== Exercise requirements ==
Transcribe every line exactly and omit anything that is a picture.

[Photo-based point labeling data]

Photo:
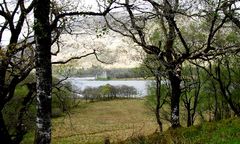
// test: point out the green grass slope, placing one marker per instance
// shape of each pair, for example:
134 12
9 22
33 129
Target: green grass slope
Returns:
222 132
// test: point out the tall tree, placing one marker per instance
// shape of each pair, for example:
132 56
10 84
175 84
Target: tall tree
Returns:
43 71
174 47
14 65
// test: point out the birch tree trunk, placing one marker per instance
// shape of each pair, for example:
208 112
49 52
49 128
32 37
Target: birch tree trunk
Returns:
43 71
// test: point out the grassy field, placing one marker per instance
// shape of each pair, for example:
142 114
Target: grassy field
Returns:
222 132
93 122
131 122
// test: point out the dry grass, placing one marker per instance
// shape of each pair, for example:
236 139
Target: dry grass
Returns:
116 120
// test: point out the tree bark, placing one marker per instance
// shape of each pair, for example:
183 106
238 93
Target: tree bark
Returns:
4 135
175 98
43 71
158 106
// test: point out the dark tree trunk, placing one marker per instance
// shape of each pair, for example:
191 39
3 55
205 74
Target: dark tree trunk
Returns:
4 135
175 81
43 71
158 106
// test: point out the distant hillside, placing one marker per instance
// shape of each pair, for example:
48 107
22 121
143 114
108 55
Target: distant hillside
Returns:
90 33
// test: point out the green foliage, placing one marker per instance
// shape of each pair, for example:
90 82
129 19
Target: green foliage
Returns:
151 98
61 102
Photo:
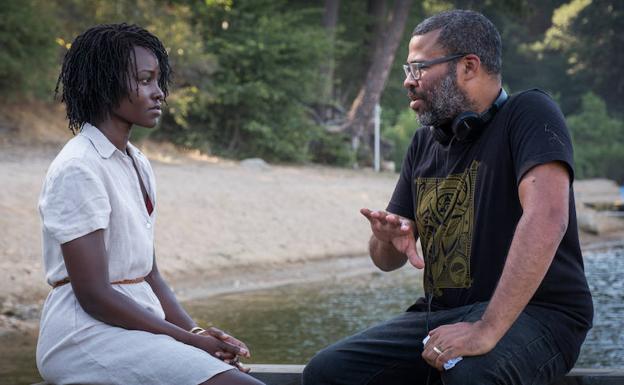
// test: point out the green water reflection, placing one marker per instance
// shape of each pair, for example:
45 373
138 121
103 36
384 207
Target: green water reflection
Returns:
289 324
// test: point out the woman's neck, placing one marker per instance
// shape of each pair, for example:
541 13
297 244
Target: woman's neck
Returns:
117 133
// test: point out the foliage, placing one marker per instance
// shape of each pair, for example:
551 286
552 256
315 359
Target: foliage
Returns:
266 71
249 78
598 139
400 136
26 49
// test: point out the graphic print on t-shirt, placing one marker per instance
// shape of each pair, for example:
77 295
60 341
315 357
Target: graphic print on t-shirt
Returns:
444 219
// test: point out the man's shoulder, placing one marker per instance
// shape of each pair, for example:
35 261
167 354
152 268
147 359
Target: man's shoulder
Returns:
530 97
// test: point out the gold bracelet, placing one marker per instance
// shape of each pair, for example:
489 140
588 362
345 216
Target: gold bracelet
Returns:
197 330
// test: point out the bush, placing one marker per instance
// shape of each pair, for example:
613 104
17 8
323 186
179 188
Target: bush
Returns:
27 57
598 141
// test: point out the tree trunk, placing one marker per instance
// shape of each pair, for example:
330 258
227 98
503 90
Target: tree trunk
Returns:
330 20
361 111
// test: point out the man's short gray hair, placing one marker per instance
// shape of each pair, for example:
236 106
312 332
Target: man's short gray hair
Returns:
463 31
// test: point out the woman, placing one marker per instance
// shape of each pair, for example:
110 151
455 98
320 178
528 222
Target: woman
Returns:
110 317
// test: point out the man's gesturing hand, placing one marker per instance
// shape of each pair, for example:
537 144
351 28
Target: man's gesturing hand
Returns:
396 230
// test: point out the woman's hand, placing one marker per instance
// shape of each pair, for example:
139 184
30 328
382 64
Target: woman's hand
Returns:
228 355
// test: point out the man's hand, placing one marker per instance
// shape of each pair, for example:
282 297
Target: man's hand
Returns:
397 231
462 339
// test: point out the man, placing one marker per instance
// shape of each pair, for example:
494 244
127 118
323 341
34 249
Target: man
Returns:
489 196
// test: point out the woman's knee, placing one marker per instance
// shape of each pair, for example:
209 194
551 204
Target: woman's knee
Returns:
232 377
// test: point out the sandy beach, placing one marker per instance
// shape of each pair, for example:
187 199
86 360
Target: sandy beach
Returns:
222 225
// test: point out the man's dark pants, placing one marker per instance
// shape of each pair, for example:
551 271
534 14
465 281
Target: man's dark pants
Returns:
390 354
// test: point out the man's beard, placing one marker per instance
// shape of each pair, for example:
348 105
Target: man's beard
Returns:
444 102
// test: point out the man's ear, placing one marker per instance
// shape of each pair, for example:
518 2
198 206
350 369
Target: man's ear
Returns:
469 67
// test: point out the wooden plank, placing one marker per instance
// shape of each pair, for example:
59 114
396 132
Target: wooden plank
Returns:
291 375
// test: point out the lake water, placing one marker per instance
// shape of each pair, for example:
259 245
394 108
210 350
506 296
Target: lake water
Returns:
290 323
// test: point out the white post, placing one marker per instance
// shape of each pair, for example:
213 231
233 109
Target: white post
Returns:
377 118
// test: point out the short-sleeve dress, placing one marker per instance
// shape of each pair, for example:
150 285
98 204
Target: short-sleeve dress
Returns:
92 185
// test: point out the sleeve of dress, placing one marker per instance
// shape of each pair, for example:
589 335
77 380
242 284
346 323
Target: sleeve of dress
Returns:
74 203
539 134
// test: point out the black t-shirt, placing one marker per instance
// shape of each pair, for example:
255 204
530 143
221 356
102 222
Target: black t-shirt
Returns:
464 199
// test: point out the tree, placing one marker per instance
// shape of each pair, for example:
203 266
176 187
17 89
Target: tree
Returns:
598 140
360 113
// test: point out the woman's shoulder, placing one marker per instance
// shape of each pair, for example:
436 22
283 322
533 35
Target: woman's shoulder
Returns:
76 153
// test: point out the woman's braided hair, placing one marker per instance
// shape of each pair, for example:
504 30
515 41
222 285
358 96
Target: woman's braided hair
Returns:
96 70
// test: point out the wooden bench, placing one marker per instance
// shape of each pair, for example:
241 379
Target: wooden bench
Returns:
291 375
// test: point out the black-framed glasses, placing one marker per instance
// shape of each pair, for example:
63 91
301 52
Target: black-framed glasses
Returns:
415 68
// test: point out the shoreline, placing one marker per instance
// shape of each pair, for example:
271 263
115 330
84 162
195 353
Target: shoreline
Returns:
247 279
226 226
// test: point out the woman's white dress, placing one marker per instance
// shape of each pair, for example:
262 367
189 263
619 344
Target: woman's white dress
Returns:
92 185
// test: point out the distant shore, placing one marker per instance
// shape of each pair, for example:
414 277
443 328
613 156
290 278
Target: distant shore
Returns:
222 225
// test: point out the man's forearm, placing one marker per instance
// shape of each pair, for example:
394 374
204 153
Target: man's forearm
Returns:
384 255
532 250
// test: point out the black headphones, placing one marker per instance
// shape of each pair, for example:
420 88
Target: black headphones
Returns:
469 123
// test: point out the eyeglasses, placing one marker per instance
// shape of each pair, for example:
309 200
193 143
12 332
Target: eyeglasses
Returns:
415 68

== Solution below ==
Photo:
// test: point out the green grass slope, placing one marker per instance
// shape of each pair, for example:
134 12
9 22
33 129
Target: green grass slope
Returns:
222 132
// test: point out the tall tree, placing one marker per instance
// shape of each pair, for example:
132 56
10 84
175 84
Target: tall tree
Returns:
43 71
174 47
14 65
// test: point out the birch tree trunk, placing one marker per instance
// shape of each pair, for example:
208 112
49 52
49 128
32 37
Target: birch tree trunk
Returns:
43 71
// test: point out the grassy field, placing one marker per instance
// shape of each pair, for example:
142 114
Target: grassy field
Returns:
222 132
93 122
131 122
// test: point out the dry grass, placing one marker per instance
// shape of each pair, for example:
236 139
Target: dry grass
Returns:
116 120
// test: point out the tree bark, placing one marker per instance
// shape of each pair, for example:
183 106
238 93
Target: tree bark
Returns:
4 135
175 98
43 71
158 106
// test: point out the dark tree trunk, placing one marker per instance
// shape of each pair, for example:
191 39
3 55
205 74
Target: dark tree trunk
Returns:
4 135
175 81
43 71
158 106
// test: point out the distant hillside, placing one marker per instance
// shape of each pair, for example:
48 107
22 121
143 114
108 55
Target: distant hillside
Returns:
90 33
// test: point out the green foliage, placing one marker per instance
// shape of each pair, for example:
90 82
129 19
Target: green foliage
Returns:
151 98
61 102
Photo:
// test: point out the green water reflection, placing one marker per instance
// shape of each pair, for example:
45 373
138 121
103 36
384 207
Target: green water reflection
Returns:
289 324
// test: point out the woman's neck, placing one marker per instance
// shape of each pair, for example:
541 13
297 244
Target: woman's neck
Returns:
117 133
// test: point out the foliage, placing one marker per instance
// shape of each pair, for example:
551 286
552 256
315 359
Target: foliage
Returns:
266 71
249 78
598 139
400 136
26 49
// test: point out the graphic print on t-shirt, placing one marker per instance
// shape of each pair, for example:
77 295
60 341
315 357
Target: graphic print on t-shirt
Returns:
444 219
// test: point out the man's shoulder, placing one marker per instance
// shape of each pair, for example:
35 261
167 354
152 268
147 359
Target: man's shoulder
Returns:
530 97
// test: point out the gold bracelet, placing one marker per instance
// shape of each pair, for example:
489 140
588 362
345 216
Target: gold bracelet
Returns:
197 330
// test: point out the bush, placing one marker per instance
// shape of each pair, for example:
613 104
17 8
323 186
179 188
Target: bush
Returns:
27 57
598 141
// test: point out the tree trunk, placing one marker per instance
// shape of each pair, for example:
330 258
227 98
503 90
Target: tree trunk
Returns:
330 20
361 111
// test: point out the man's short gray hair, placing one marker per instance
// shape of each pair, for example:
236 106
312 332
Target: man's short gray hair
Returns:
463 31
// test: point out the woman, placing one marker per instance
// shape of each pair, for example:
110 151
455 98
320 178
528 222
Target: woman
Returns:
110 317
// test: point out the man's gesturing hand, placing one marker per instance
// shape of each pair, for example:
537 144
351 28
Target: man's gesturing hand
Returns:
396 230
// test: point out the woman's hand, placing one marker per instance
// shape of each pair, for example:
139 184
30 328
382 64
Target: woman's hand
Returns:
228 355
// test: point out the man's hand, placing one marker per instance
// shape of each pair, for example:
282 297
Target: man's hand
Returns:
397 231
462 339
// test: point out the man, placing one marker per instance
// shape of each pair, for example:
494 244
127 118
323 341
34 249
Target: man
Returns:
489 196
// test: point out the woman's knee, placing one marker per instance
// shape of each pair, for example:
209 194
551 204
Target: woman's knee
Returns:
232 377
// test: point out the sandy beach, placing one marker per instance
// shape of each pair, for example:
187 199
86 360
Target: sandy beach
Returns:
222 225
// test: point out the man's dark pants, placing one marker per instance
// shape of each pair, for example:
551 271
534 14
465 281
Target: man's dark pants
Returns:
390 354
// test: point out the man's beard, placing one marker per instance
// shape of each pair, for example:
348 105
Target: man's beard
Returns:
444 102
// test: point out the man's ear, placing one marker per instance
// shape of each pair, for example:
518 2
198 206
350 369
Target: man's ear
Returns:
469 67
// test: point out the wooden plank, placing one marker per instance
// shape of each pair, for example:
59 114
396 132
Target: wooden plank
Returns:
291 375
// test: point out the lake water, placing one marker per instance
// shape of each pair, for example:
259 245
394 108
210 350
506 296
Target: lake water
Returns:
290 323
// test: point out the white post, placing one marker per instance
// shape of each pair, for example:
213 231
233 109
Target: white post
Returns:
377 118
// test: point out the short-sleeve dress, placing one marker per instance
// shape of each pair, for example:
150 285
98 204
Target: short-sleeve dress
Returns:
92 185
// test: point out the sleeve of dress, placing one marker per instance
// shape of each pair, for example:
589 335
77 380
242 284
346 323
Target: sleeve of dress
Returns:
74 203
539 134
// test: point out the black t-shirt, placing one marker per instance
// shape of each pair, for example:
255 204
530 143
221 356
102 222
Target: black t-shirt
Returns:
464 199
// test: point out the tree, placing one marker per instance
// shape of each pair, for example:
203 266
176 187
17 89
Target: tree
Returns:
598 140
360 113
// test: point out the woman's shoulder, placing one marker per instance
// shape of each pair, for example:
436 22
283 322
533 35
Target: woman's shoulder
Returns:
76 153
// test: point out the woman's braided hair, placing one marker per instance
// shape of each pair, for example:
504 30
515 41
222 285
358 96
Target: woman's braided hair
Returns:
96 70
// test: point out the wooden bench, placing one marker per instance
// shape of each pair, for example:
241 379
Target: wooden bench
Returns:
291 375
// test: point out the black-framed glasses, placing one marker per instance
// shape of each pair, for example:
63 91
301 52
Target: black-framed glasses
Returns:
415 68
// test: point out the shoreline, placing one marker per instance
// shape of each pair, for example:
271 263
115 330
84 162
195 353
Target: shoreline
Returns:
247 279
226 226
// test: point out the woman's white dress, placing one marker per instance
// shape of each pair, for example:
262 367
189 263
619 344
Target: woman's white dress
Returns:
92 185
// test: point out the distant shore, placing one marker per instance
// shape of each pair, for example:
414 277
443 328
613 156
290 278
Target: distant shore
Returns:
222 225
// test: point out the man's forearm, placing one marker per instance
// shape of each pair, for example:
394 374
204 153
Target: man's forearm
Returns:
384 255
532 250
// test: point out the black headphones, placing one marker per instance
// shape of each pair, for example:
420 88
Target: black headphones
Returns:
469 123
// test: point out the eyeglasses, placing one marker per instance
// shape of each pair, for example:
309 200
193 143
12 332
Target: eyeglasses
Returns:
415 68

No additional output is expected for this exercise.